Exercise prompt ▸
Rewrite the stretch from the line containing "bed with a point." through the end of the lines, substituting "Points" for "Coordinates" and keeping everything else the same.

┌─ Data for this task

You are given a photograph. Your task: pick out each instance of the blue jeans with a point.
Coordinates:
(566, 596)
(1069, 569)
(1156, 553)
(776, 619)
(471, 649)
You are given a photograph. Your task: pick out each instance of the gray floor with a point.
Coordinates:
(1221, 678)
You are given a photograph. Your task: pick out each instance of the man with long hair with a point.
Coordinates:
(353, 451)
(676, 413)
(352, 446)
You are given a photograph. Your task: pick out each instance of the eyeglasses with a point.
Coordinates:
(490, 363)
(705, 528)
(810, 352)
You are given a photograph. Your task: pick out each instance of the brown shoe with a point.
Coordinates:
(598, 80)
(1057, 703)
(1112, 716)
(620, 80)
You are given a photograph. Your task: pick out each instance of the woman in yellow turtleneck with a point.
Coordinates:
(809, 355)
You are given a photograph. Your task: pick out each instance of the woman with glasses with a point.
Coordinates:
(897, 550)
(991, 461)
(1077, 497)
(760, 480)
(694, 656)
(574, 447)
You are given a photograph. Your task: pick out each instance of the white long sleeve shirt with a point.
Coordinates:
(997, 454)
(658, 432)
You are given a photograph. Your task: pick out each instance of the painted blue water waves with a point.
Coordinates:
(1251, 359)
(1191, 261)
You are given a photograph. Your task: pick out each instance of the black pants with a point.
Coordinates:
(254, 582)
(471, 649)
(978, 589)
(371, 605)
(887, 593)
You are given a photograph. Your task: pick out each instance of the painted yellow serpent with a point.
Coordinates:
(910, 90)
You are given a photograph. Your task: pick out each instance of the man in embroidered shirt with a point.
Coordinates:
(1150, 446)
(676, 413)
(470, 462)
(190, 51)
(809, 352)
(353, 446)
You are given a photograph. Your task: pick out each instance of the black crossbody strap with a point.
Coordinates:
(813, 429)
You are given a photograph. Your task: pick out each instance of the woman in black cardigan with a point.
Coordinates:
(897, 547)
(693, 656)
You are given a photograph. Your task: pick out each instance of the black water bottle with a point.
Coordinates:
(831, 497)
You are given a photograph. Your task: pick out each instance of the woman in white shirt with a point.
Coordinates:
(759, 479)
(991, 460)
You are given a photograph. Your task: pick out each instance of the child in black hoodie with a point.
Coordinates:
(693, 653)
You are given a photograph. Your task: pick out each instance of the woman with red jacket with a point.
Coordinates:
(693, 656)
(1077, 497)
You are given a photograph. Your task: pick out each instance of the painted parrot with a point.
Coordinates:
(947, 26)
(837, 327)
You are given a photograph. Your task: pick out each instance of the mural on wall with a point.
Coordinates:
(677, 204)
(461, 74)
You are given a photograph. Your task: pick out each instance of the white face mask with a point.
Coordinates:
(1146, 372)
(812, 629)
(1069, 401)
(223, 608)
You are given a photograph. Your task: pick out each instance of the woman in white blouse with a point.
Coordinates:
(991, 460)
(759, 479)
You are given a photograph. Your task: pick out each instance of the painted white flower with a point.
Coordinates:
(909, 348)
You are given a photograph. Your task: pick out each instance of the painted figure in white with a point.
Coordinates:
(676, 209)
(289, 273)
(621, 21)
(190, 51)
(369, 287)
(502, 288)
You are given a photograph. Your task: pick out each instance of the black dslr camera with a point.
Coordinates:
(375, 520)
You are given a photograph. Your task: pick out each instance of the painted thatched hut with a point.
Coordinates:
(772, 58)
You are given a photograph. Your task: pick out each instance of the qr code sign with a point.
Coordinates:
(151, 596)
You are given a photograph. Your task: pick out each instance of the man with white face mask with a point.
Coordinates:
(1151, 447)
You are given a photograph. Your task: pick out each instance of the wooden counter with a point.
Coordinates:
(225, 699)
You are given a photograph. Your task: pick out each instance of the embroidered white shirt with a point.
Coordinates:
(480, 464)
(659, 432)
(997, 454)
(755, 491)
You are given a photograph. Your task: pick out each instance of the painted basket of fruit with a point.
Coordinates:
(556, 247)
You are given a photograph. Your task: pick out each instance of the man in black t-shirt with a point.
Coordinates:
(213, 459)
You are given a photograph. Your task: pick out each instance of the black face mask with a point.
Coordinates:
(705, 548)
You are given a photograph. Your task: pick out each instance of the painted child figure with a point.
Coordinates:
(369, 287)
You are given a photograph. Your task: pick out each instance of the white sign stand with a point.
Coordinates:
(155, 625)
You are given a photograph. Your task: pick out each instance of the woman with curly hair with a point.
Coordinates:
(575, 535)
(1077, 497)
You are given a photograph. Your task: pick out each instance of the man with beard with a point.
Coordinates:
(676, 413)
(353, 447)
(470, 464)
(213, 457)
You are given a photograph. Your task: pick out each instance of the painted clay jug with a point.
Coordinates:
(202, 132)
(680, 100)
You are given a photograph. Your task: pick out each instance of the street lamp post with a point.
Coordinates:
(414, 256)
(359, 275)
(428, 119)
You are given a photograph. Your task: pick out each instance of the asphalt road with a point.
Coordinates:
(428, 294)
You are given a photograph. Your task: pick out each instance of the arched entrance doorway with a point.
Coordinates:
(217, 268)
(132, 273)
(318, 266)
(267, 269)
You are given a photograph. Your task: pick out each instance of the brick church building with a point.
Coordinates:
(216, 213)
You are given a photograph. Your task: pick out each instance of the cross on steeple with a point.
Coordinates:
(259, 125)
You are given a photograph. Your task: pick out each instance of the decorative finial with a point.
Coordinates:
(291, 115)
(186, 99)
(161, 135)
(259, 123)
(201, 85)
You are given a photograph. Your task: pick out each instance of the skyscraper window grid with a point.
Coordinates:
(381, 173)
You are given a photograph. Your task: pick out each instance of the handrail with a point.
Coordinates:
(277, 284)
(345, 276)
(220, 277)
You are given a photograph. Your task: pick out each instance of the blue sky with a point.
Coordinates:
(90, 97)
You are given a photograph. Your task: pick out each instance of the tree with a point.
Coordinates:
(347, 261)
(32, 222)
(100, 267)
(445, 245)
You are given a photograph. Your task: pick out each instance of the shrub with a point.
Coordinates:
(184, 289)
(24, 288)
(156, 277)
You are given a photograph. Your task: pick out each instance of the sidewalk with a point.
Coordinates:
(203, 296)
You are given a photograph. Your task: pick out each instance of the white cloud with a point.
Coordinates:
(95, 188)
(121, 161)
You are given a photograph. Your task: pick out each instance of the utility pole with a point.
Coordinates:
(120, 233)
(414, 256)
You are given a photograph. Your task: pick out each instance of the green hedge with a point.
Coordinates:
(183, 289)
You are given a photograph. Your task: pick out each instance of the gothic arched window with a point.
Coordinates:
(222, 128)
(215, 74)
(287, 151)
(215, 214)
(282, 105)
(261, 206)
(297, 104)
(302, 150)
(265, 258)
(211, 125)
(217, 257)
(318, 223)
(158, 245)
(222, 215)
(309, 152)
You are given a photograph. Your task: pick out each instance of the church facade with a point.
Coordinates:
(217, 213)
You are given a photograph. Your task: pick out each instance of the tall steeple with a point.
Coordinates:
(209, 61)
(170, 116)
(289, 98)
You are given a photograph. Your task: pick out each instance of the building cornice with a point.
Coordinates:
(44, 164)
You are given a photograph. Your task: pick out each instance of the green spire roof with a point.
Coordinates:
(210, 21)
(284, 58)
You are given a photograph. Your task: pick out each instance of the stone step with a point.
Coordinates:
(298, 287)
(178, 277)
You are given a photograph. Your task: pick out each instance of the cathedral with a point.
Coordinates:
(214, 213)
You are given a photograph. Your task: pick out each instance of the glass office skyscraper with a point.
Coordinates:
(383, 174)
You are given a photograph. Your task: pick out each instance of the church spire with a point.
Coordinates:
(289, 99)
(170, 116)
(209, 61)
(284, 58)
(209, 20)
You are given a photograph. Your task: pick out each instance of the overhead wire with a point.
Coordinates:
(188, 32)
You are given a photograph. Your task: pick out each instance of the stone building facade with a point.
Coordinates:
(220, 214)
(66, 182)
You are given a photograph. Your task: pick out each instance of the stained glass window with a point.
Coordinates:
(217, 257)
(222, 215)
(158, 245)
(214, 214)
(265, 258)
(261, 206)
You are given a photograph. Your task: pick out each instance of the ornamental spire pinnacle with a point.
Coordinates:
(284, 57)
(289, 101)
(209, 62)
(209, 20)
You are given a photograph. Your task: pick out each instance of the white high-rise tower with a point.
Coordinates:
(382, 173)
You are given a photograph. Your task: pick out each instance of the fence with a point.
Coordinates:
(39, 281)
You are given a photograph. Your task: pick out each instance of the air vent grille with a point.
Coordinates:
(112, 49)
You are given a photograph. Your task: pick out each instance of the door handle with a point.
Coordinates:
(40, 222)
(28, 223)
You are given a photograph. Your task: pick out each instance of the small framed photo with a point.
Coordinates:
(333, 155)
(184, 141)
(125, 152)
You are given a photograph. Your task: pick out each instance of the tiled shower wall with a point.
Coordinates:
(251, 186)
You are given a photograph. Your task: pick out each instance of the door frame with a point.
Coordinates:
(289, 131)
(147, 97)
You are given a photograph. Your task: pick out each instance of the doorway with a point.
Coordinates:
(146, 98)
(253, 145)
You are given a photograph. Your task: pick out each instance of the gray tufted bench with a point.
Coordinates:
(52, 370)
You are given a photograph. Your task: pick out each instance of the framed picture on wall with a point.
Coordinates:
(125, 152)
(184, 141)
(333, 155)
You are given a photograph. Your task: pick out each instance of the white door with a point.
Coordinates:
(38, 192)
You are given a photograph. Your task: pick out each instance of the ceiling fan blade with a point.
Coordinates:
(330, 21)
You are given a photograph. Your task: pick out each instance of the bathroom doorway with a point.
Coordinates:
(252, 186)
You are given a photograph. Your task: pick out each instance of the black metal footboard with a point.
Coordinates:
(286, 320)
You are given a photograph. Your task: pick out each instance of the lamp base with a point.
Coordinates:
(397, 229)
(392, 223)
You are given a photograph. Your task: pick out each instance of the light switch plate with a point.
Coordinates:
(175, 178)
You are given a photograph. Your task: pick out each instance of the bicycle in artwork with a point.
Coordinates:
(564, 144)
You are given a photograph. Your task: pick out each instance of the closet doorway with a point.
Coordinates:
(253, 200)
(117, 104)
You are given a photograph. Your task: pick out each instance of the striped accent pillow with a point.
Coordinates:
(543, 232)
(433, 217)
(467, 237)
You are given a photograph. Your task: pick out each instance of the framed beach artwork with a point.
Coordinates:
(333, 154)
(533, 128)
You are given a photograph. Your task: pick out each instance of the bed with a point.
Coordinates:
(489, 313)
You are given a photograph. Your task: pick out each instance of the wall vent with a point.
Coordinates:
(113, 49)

└─

Result of the exercise ▸
You are given a photograph. Your task: pick out each instance of the bed with a point.
Points:
(489, 313)
You are given a photograph. Your task: pick out each instance of the wall vent with a point.
Points:
(113, 49)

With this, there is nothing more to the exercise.